Exercise materials:
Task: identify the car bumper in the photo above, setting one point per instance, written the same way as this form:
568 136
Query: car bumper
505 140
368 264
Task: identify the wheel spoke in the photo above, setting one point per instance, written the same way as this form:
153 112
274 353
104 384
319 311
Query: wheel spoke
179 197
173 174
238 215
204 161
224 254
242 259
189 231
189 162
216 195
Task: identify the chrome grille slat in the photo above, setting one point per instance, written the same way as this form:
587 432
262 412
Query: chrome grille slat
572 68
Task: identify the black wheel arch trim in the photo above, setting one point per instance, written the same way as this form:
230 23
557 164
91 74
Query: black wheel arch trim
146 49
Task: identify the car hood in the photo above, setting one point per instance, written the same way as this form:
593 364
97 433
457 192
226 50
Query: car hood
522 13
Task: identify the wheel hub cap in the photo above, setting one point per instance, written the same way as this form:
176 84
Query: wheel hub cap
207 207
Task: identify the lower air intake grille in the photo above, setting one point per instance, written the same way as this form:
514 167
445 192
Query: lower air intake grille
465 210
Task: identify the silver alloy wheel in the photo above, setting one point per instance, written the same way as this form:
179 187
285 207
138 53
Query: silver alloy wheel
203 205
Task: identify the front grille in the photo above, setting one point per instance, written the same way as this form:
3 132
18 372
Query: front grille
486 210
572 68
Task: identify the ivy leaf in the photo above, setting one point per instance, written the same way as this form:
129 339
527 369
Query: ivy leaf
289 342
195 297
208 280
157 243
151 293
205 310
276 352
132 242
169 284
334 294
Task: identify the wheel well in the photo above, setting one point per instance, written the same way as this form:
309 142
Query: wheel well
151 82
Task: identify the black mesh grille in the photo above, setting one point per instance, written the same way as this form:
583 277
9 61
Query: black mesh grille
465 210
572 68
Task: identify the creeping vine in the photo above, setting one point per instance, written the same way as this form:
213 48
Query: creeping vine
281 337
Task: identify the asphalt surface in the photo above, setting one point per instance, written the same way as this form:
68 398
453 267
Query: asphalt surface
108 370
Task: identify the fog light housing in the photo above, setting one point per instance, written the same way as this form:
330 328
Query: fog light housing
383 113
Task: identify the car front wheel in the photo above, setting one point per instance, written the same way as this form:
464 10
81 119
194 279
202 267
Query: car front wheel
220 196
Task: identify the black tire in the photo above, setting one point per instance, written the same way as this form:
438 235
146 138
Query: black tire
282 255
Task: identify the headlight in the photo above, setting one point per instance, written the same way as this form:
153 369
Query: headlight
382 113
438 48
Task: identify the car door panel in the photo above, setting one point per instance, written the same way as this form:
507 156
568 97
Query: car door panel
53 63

The task: Output every entry shown above, exactly.

Written solution:
Task: identify the car bumper in the photo above, setting one point per instance, written the same way as this form:
568 136
Query: car bumper
505 140
368 264
Task: identify the wheel spoke in the photo above, setting one point per instance, written the same way as this form:
153 112
274 353
104 384
319 311
Query: wheel spoke
179 197
173 174
238 215
204 161
224 254
242 259
189 231
189 162
216 195
Task: identify the chrome grille slat in the photo above, setting one point per instance, written the same way as this form:
587 432
262 412
Query: chrome grille slat
572 68
Task: identify the black wheel arch trim in the photo above, setting one point per instance, written the same way as this form:
230 23
557 164
91 74
Query: black wheel arch trim
146 49
Task: identify the car hood in the photo above, setting one point per instance, written the same way as this form:
593 364
97 433
457 192
226 50
Query: car hood
522 13
Task: identify the wheel hub cap in the photo above, setting one point per instance, written the same way as this form:
176 84
Query: wheel hub cap
207 207
Task: identify the lower air intake grille in the photo above, setting one point per instance, written the same way as this form:
514 167
445 192
Query: lower air intake grille
465 210
Task: identify the silver alloy wheel in the photo above, setting one point per instance, written the same way as this form:
179 187
285 207
138 53
Query: silver alloy wheel
203 205
Task: identify the front grille in the photo above, setting one point per instance, written the same way as this form:
3 132
18 372
Query: front grille
486 210
572 68
Task: identify the ivy leaf in the photo above, setting one point per instance, written the same way as this form:
129 339
527 369
Query: ivy leaf
289 342
195 297
208 280
157 243
151 293
205 310
276 352
132 242
169 284
334 294
Task: identify the wheel well in the photo above, setting one point per instance, written the same way as this form:
309 142
Query: wheel well
151 82
Task: identify the black mesh grille in the photo above, setting one point per instance, written the same way as this form:
583 277
9 61
Query: black mesh grille
465 210
572 68
Task: identify the creeping vine in the photo above, setting one point per instance, written the same way as this form:
213 48
Query: creeping vine
281 337
Task: identify the asphalt surface in the photo above, setting one point per instance, written the same way as this form:
68 398
453 267
Query: asphalt surface
108 370
Task: identify the fog light housing in the photo above, setting one point per instance, written the same way as this form:
330 328
Query: fog light housing
383 113
Task: identify the car front wheel in the photo above, setting one point per instance, written the same way as this form:
464 10
81 119
194 279
202 267
Query: car front wheel
220 196
Task: identify the black tire in the photo above, setting one point per instance, written the same way as this form:
438 235
146 138
Query: black tire
282 255
Task: identify the headlight in the photo above, setting one point per instance, written the same way as this form:
153 369
Query: headlight
382 113
438 48
Task: identify the car door panel in the photo above, setting one point per instance, written the same way as this form:
507 156
568 97
Query: car door panel
53 63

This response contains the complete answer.